[Extracted data entries]
···

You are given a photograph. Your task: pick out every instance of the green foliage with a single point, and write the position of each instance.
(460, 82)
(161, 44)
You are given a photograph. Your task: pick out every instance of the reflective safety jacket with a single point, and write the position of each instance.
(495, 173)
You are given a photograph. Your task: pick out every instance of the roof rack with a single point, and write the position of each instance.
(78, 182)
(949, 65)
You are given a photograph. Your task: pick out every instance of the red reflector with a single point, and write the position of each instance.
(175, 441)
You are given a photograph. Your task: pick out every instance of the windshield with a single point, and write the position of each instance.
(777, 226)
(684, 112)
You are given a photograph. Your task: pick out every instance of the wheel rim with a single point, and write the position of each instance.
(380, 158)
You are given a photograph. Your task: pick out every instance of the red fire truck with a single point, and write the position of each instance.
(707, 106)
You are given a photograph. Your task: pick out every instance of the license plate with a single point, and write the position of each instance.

···

## Activity
Each record above should be returned exactly as written.

## Reply to the exercise
You are given a photograph. Your task: pick out every instance of the green foliage with a single point, and write the position of each instance.
(460, 82)
(161, 44)
You are given a photograph. Your task: pick out every instance of the reflective safety jacket with a single point, and write the position of each instance.
(495, 173)
You are given a photograph. Your task: pick out every instance of the roof rack with a single point, and write the position of each instance.
(78, 182)
(949, 65)
You are given a photograph. Your task: pick out every instance of the red reflector with a single point, and write the position of each instance.
(175, 441)
You are given a photograph. Your task: pick out every instance of the windshield with a single point, and write the position of each instance.
(777, 226)
(684, 112)
You are given a photograph. Your task: pick out every instance of the wheel rim with a single point, and write the position of each instance.
(380, 158)
You are given a photograph. Your task: pick out every instance of the red fire truck with a single point, and write the position of each instance.
(707, 106)
You are given a photograph. Your task: pick out every instance of the license plate with a single point, and write the position of each instance.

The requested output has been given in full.